#### [Page excerpt]
***

If the benchmarks take long to run (cause 5 seconds roughly per test). At the very least for a minute, there'd be time to do 12 benchmarks. So it should be suitable.

CMCDragonkai commented 1 year ago

This is currently being trialled out here: https://github.com/MatrixAI/js-logger/pull/19.

As one can see, gitlab's metrics report only occurs on gitlab's MR. So we would need to update the github bot to report this information to the relevant PR.

We could auto-report to the staging PR, benchmark information.

CMCDragonkai commented 1 year ago

Some additional information is relevant here...

When doing benchmarking, in order to get reproducible results you need:

The same machine
The machine should be using performance CPU frequency governor in order to maintain consistent CPU frequency and not ondemand nor schedutil
You probably want to turn off CPU boosting

Changing to performance is easy just by doing:

cpupower frequency-set -g performance

Then also for disabling boosting:

echo 0 > /sys/devices/system/cpu/cpufreq/boost

You can switch it back afterwards to what it is.

For example (do this in a sudo -i otherwise it shows incorrectly):

root@matrix-ml-1:~/ > cpupower frequency-info                       
analyzing CPU 0:
  driver: acpi-cpufreq
  CPUs which run at the same hardware frequency: 0
  CPUs which need to have their frequency coordinated by software: 0
  maximum transition latency:  Cannot determine or is not supported.
  hardware limits: 2.20 GHz - 3.70 GHz
  available frequency steps:  3.70 GHz, 3.20 GHz, 2.20 GHz
  available cpufreq governors: ondemand performance schedutil
  current policy: frequency should be within 2.20 GHz and 3.70 GHz.
                  The governor "performance" may decide which speed to use
                  within this range.

***

#### [The problem]
Translate this sentence from the benchmarking discussion into French: "As one can see, gitlab's metrics report only occurs on gitlab's MR." The rows that come next are not needed for anything here.

***

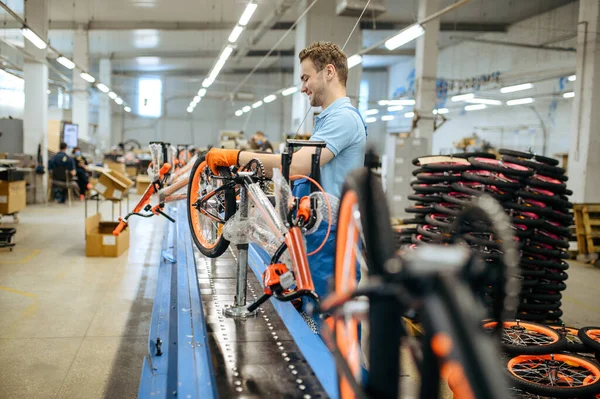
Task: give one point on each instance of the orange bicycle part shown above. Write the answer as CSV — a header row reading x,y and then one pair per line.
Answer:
x,y
346,281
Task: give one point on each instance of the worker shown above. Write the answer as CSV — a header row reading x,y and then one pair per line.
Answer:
x,y
324,72
60,163
260,142
81,171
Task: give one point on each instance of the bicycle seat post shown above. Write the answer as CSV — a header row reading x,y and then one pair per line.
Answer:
x,y
239,309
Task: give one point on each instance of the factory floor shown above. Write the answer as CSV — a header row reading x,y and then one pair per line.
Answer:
x,y
77,327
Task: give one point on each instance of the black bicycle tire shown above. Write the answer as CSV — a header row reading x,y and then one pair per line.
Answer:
x,y
492,182
504,151
494,168
589,342
550,391
230,209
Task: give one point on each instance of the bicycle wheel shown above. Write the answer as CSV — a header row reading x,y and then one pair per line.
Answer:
x,y
590,336
205,219
559,375
528,338
363,213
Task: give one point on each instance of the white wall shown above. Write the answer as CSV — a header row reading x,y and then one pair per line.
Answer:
x,y
546,69
212,114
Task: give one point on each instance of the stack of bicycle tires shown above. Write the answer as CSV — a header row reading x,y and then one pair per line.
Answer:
x,y
533,193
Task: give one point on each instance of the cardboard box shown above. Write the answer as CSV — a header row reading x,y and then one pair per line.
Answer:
x,y
131,170
116,166
13,196
99,240
113,185
141,184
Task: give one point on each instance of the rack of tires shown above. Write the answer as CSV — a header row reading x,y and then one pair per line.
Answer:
x,y
533,192
548,361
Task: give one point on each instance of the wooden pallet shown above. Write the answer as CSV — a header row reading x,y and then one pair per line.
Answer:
x,y
587,225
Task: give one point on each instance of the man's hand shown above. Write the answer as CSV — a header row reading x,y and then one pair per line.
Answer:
x,y
221,157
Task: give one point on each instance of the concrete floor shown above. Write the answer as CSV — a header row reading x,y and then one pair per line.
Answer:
x,y
77,327
71,326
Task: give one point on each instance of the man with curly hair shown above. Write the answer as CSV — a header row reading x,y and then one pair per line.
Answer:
x,y
323,72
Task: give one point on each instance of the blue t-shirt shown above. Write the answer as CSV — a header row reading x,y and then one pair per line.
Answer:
x,y
341,127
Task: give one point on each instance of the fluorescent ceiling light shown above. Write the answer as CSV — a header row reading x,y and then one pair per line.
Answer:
x,y
245,18
463,97
33,38
102,87
512,89
64,61
226,53
475,107
354,60
148,60
407,35
401,102
87,77
520,101
290,90
270,98
484,101
235,33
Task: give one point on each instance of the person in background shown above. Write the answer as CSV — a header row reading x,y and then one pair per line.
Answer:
x,y
259,142
81,171
61,161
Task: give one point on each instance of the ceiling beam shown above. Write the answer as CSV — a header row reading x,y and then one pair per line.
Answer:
x,y
183,25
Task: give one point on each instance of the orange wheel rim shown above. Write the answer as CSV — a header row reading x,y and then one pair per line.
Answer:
x,y
198,221
568,372
346,330
593,334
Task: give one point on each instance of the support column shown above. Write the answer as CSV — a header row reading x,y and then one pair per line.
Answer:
x,y
322,24
80,95
104,120
426,58
35,115
584,148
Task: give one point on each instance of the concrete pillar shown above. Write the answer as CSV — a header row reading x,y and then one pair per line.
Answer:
x,y
35,116
80,95
104,117
426,58
584,161
322,24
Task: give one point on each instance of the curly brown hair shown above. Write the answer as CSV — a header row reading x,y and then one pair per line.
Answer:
x,y
324,53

***

#### [Solution below]
Comme on peut le voir, le rapport de métriques de gitlab n'apparaît que dans la MR de gitlab.